*Document passage:*
Segment Open
Most envisioned becoming local pastors, often overseeing multiple congregations or “prayer house” outreach gatherings that grow into new churches. One woman, however, plans to seek a Ph.D. in biblical languages as an example to other women. Listening to them express their hopes (and sometimes fears) for the future warmed my heart.
Their comments in our class discussions convinced me they take their calling to be preachers and pastors seriously and believe God is personally at work in their lives, churches and nations.
Engaging The Faculty
We experienced warm hospitality, as five Zambian faculty members invited us into their homes for an evening meal over a two-week period. All were local pastors for a good portion of their careers before becoming academics, definitely enhancing the pastoral training focus of the school.
One told me that his advanced education was completely funded by a leadership scholarship from the Presbyterian Church (USA), my own denomination. Exploring the timing of his degrees, it was gratifying to realize that my California congregation’s mission giving was supporting this man I highly respected.
In addition to full-time teaching and many administrative duties, most of these men had served, or were currently serving, in the very top leadership roles as Moderators or General Secretaries of their denominations. Stretched thin between basically two full-time jobs, they were inspiring examples of tireless servants whose efforts have achieved so much for the growth of Zambian churches over the past 30 years.
Finally, being in these homes impressed me again, as I constantly was during my years in Ethiopia, about the African commitment to family. Every one of these households was overflowing with people in addition to Mom and Dad and their biological offspring. Some cared for aging parents, but all had several additional small children they provided for and sent to school, either grandkids or the children of extended family members who now lived with them.
When a family “makes it” in Africa, relatives near and far expect to share in their success, especially financially. From a western perspective, we might say this is allowing others to take advantage. Indeed, so many additional mouths to feed and school fees to pay does create real burdens for families like these. However, I find it sobering how their commitment to community and sacrificial sharing contrasts so vividly with our increasingly atomized society where so many extended families end up broken and adrift.
In the US, we exalt the individual and a zero-sum “if I win, you must lose” mentality to our collective peril. Africans in general and African Christians in particular have much to teach us.
More to Come
I will be sharing much more about what we learned and experienced in our travels throughout Zambia outside Lusaka in my regular email newsletter next week. If you would like to hear more and are not yet a subscriber, I invite you to join the list—just click here.
You & Marilyn, Dusty& Sherri, and your students have been in my daily prayers this last month. I’m so glad to hear it was a blessed experience.
Rich, it was so good to read about your experience in Zambia, and to view photos from Dusty.
Since joining Peace Lutheran Church in Grass Valley after Linda’s retirement three years ago, I have also made an African connection.
For the past two years I have chaired a Committee which has supported a ministry in Rwanda since shortly after the genocide in 1994. Consequently, I now have a good friend who is a pastor in the Lutheran Church of Rwanda, who has had amazing success helping his parishioners to rebuild their communities and reconcile with neighbors who had victimized them. He was in Grass Valley this weekend to speak at an event we sponsored to help fund a full scholarship for a Rwandan student to attend seminary at Makumira University in Arusha, Tanzania.
I believe the future of the Church may well be centered in Africa, much as it became centered in Europe centuries ago. I hope to go there in the not-too-distant future.
Segment Closed
*Information supplied:*
Segment Open
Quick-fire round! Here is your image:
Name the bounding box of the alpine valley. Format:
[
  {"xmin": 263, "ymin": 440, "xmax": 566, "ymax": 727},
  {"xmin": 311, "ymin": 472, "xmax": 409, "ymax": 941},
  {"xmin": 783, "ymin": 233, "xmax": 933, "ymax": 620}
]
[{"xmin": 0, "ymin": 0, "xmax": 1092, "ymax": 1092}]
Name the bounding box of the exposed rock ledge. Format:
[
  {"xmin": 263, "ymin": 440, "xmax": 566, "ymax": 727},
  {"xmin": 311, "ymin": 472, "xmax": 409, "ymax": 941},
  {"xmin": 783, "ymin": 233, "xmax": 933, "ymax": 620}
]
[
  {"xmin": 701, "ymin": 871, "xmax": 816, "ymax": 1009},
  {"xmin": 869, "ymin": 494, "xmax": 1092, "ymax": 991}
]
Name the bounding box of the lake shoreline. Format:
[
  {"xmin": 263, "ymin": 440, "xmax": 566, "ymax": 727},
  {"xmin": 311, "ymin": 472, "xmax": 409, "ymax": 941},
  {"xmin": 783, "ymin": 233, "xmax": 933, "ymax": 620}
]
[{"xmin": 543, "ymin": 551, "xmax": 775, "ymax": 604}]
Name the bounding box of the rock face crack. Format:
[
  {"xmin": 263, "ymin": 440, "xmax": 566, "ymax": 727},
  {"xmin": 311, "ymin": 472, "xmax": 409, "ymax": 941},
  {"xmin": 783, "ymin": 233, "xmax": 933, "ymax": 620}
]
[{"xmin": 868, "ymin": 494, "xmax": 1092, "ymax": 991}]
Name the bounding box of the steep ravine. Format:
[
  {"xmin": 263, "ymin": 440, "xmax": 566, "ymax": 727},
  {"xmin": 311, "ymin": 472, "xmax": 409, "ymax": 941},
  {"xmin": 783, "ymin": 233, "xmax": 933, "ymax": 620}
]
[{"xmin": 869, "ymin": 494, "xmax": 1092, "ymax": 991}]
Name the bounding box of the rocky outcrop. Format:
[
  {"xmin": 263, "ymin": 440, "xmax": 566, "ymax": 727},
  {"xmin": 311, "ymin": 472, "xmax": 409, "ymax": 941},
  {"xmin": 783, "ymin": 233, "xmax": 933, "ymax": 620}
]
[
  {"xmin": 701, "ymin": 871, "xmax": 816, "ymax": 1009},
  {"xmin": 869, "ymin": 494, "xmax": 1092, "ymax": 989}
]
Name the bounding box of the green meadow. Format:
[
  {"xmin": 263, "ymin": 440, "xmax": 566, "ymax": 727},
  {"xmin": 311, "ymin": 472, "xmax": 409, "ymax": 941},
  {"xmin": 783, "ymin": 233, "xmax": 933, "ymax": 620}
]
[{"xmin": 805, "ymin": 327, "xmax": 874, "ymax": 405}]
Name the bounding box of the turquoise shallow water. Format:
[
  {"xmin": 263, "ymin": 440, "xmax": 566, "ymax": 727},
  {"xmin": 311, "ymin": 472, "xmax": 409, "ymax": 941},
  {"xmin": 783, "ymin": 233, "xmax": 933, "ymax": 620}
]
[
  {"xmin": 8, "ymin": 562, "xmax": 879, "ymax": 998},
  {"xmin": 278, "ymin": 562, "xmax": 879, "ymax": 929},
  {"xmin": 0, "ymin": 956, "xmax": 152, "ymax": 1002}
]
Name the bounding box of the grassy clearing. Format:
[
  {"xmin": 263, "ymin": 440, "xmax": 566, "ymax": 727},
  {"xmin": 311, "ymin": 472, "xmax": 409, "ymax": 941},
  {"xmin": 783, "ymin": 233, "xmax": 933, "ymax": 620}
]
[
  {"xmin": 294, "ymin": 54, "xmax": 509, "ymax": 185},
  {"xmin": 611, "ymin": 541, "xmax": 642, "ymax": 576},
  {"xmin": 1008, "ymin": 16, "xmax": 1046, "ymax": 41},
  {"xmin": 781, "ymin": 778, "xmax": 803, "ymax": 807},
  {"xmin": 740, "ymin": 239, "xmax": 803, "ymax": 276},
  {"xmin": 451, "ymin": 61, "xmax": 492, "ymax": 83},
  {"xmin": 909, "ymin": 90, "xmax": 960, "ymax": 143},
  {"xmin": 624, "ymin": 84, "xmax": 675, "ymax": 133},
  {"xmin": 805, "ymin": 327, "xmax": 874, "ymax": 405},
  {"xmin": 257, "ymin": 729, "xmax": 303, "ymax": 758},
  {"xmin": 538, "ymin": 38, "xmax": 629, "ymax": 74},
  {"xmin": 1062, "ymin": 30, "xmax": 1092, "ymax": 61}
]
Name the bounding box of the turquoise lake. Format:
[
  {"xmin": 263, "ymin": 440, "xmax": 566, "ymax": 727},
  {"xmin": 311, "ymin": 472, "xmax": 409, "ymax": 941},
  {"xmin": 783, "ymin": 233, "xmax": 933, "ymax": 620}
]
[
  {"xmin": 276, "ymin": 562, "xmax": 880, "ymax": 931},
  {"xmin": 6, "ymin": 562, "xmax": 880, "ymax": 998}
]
Segment Closed
*Problem to work on:* Reproduce word for word the part of the Zambia passage that starts with "Most envisioned becoming" and goes on through "warmed my heart.".

*Response below:*
Most envisioned becoming local pastors, often overseeing multiple congregations or “prayer house” outreach gatherings that grow into new churches. One woman, however, plans to seek a Ph.D. in biblical languages as an example to other women. Listening to them express their hopes (and sometimes fears) for the future warmed my heart.